> **Task data**

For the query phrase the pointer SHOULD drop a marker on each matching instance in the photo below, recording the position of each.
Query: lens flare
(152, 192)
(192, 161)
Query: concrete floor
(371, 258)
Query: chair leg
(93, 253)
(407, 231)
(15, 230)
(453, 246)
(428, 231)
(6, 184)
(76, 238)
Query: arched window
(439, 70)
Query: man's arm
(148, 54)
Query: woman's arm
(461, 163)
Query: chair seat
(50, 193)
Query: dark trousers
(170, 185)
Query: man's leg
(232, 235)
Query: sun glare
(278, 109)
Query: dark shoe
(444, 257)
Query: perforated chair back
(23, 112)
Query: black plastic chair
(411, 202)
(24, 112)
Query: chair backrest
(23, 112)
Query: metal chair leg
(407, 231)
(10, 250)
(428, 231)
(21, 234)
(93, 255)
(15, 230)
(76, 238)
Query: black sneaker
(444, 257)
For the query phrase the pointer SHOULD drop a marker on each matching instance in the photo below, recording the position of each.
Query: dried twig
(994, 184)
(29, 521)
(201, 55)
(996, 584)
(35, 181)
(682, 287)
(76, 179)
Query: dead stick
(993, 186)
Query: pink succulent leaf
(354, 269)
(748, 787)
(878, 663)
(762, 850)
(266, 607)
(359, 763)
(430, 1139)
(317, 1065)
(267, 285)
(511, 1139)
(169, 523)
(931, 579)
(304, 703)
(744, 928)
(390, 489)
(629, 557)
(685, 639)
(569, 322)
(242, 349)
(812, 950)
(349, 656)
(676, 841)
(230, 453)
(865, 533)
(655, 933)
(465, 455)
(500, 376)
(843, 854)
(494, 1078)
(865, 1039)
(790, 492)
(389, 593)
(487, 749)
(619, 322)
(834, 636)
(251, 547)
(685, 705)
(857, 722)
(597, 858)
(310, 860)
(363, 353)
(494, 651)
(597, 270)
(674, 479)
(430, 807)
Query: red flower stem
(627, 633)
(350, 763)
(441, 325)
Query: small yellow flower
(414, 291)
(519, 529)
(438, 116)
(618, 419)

> **Task brief**
Reproduce the entries starting with the line containing "Query: sun glare" and continuing through the end of the entries, substituting "fallen branch" for "dead stick" and leaving all else unchanged.

> **Answer to the problem**
Query: sun glare
(278, 109)
Query: dark shoe
(444, 257)
Query: perforated chair back
(23, 112)
Query: black plastic chair
(411, 202)
(24, 112)
Query: chair backrest
(23, 112)
Query: metal chair leg
(407, 231)
(10, 250)
(428, 231)
(21, 234)
(93, 255)
(15, 230)
(76, 238)
Query: black sneaker
(444, 257)
For the query phrase the pointer SHOULD drop a marker on each matching instance in the photo below, recording the position of each.
Query: dried twig
(994, 184)
(29, 521)
(201, 55)
(996, 584)
(35, 181)
(682, 287)
(76, 179)
Query: fallen branch
(993, 186)
Query: pink succulent leaf
(354, 269)
(748, 787)
(878, 663)
(762, 850)
(266, 607)
(359, 763)
(430, 1139)
(317, 1065)
(267, 285)
(511, 1139)
(169, 523)
(931, 579)
(304, 703)
(744, 928)
(390, 489)
(629, 557)
(685, 639)
(569, 322)
(242, 349)
(812, 950)
(349, 656)
(676, 841)
(230, 453)
(865, 533)
(655, 933)
(465, 455)
(500, 376)
(843, 854)
(494, 1078)
(865, 1039)
(790, 492)
(389, 593)
(487, 749)
(619, 322)
(834, 636)
(251, 547)
(685, 705)
(857, 722)
(597, 858)
(310, 860)
(363, 353)
(494, 651)
(597, 270)
(674, 479)
(430, 807)
Query: red flower stem
(627, 633)
(350, 763)
(441, 325)
Query: small yellow flower
(414, 291)
(519, 529)
(438, 116)
(618, 419)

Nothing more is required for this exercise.